* Begin SUPPLIED RECORDS *
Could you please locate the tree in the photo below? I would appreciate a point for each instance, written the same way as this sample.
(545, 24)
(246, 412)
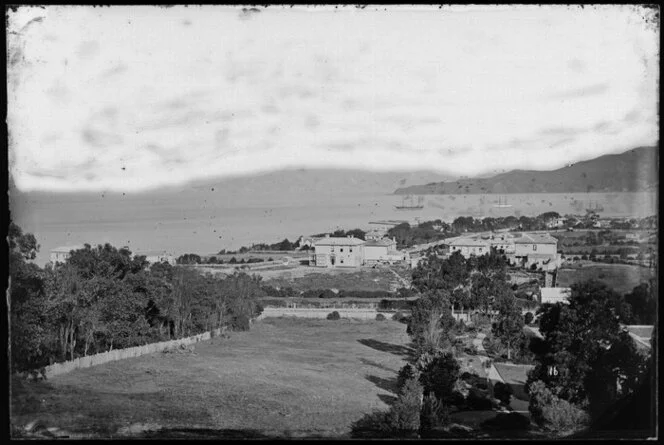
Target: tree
(643, 303)
(503, 393)
(431, 324)
(585, 357)
(438, 374)
(509, 323)
(554, 413)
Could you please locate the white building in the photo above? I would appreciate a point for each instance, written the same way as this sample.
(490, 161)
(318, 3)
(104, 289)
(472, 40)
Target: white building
(470, 246)
(153, 257)
(382, 251)
(62, 254)
(338, 252)
(555, 295)
(540, 249)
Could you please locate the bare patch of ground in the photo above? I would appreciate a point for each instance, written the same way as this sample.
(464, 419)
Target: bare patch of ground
(284, 378)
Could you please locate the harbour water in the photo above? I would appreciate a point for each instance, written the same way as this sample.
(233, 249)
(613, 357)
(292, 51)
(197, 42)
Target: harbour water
(206, 222)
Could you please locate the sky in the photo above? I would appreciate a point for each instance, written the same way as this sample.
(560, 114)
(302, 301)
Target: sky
(128, 98)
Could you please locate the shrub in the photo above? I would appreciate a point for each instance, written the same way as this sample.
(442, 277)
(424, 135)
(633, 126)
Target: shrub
(528, 318)
(477, 401)
(552, 412)
(406, 373)
(503, 393)
(511, 421)
(438, 374)
(434, 414)
(333, 316)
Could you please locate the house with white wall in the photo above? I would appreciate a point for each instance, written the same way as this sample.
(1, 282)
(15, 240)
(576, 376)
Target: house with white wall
(540, 249)
(382, 251)
(338, 252)
(61, 254)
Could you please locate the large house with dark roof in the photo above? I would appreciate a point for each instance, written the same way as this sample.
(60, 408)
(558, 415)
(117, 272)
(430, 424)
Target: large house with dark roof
(338, 252)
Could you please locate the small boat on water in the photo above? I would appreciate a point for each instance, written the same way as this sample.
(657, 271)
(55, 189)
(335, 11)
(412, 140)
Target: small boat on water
(411, 203)
(501, 203)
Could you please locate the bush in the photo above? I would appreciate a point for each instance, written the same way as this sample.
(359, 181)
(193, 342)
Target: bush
(511, 421)
(406, 373)
(333, 316)
(438, 373)
(528, 318)
(434, 415)
(554, 413)
(477, 401)
(503, 393)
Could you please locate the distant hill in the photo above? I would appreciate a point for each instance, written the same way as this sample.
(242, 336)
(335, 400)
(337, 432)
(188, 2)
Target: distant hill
* End SUPPLIED RECORDS *
(INSTRUCTIONS FOR THE TASK): Please copy every line above word for word, leaving out the pictures.

(RESULT FOR THIS TASK):
Could you please locate the tree in the photo below? I would appreciate a point for each instance, written the same way as this sample.
(545, 24)
(246, 412)
Target: tree
(643, 303)
(503, 393)
(431, 324)
(585, 357)
(438, 374)
(509, 323)
(554, 413)
Could you please locate the white building in the photo above? I would appreciate a point for each instance, written the same way as this sample.
(490, 161)
(318, 3)
(104, 289)
(472, 40)
Target: white building
(470, 246)
(153, 257)
(382, 251)
(62, 254)
(338, 252)
(555, 295)
(540, 249)
Could you please locate the bare patch of ground in the photo above? I would appreciate a point for each instance, written the same way as this sample.
(464, 419)
Target: bare patch of ground
(284, 378)
Could you please locate the harbour water in the photo above? I would appreciate a point for each instance, written the same way as this sample.
(233, 249)
(613, 357)
(292, 51)
(197, 42)
Target: harbour water
(206, 222)
Could you please locate the sky in the photo above? I would appreciate a point for each instance, written the same way as this sample.
(560, 114)
(302, 301)
Target: sky
(128, 98)
Could you please locate the shrub in the photo above? I would appreciate a point for each instance, written the same way as this sample.
(442, 277)
(424, 135)
(633, 126)
Target: shrub
(528, 318)
(477, 401)
(552, 412)
(406, 373)
(503, 393)
(511, 421)
(438, 374)
(434, 414)
(333, 316)
Could you please locate the house with white wall in the photo above? I would appreciate a point for each instance, written the same way as this sample.
(1, 282)
(15, 240)
(576, 376)
Target: house with white wall
(540, 249)
(382, 251)
(338, 252)
(61, 254)
Could you please locate the large house with dark roof in the photo above? I would appreciate a point for each instance, written the same way as this sample.
(60, 408)
(558, 415)
(117, 272)
(430, 424)
Target: large house with dark roof
(338, 252)
Could you please locate the small boat on water in the photo above? I would appreciate a point for each instance, written the same way as this sample.
(657, 271)
(55, 189)
(335, 11)
(412, 140)
Target: small boat on water
(411, 203)
(501, 203)
Could you please locate the bush in the photo above? I would appreciate a point for each instance, written the same way as this sample.
(359, 181)
(193, 342)
Target: bush
(511, 421)
(406, 373)
(333, 316)
(438, 373)
(528, 318)
(434, 415)
(554, 413)
(477, 401)
(503, 393)
Could you please locate the distant hill in the photo above? I would appreciate a point for each instance, written the same way as this sample.
(242, 336)
(335, 400)
(337, 432)
(188, 2)
Target: distant hill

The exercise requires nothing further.